### Task to carry out
Reproduce every line of the records below word for word, leaving nothing out.

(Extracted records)
------------------------------------------------------------------------

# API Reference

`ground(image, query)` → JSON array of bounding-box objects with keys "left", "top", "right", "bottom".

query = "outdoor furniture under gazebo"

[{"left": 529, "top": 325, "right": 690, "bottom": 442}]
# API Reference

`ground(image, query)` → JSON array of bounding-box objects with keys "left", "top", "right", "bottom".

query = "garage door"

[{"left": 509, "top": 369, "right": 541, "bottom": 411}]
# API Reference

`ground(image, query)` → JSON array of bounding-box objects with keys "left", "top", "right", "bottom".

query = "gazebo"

------------------------------------------------------------------------

### Full solution
# API Reference

`ground(image, query)` → JSON array of bounding-box objects with keys "left", "top", "right", "bottom".

query = "outdoor furniture under gazebo"

[{"left": 529, "top": 325, "right": 690, "bottom": 442}]
# API Reference

`ground(image, query)` → JSON array of bounding-box objects with keys "left", "top", "right", "bottom".

query = "garage door"

[{"left": 509, "top": 369, "right": 541, "bottom": 411}]
# API Reference

`ground(image, query)` → JSON array of bounding-box objects with keys "left", "top", "right", "bottom".

query = "gazebo"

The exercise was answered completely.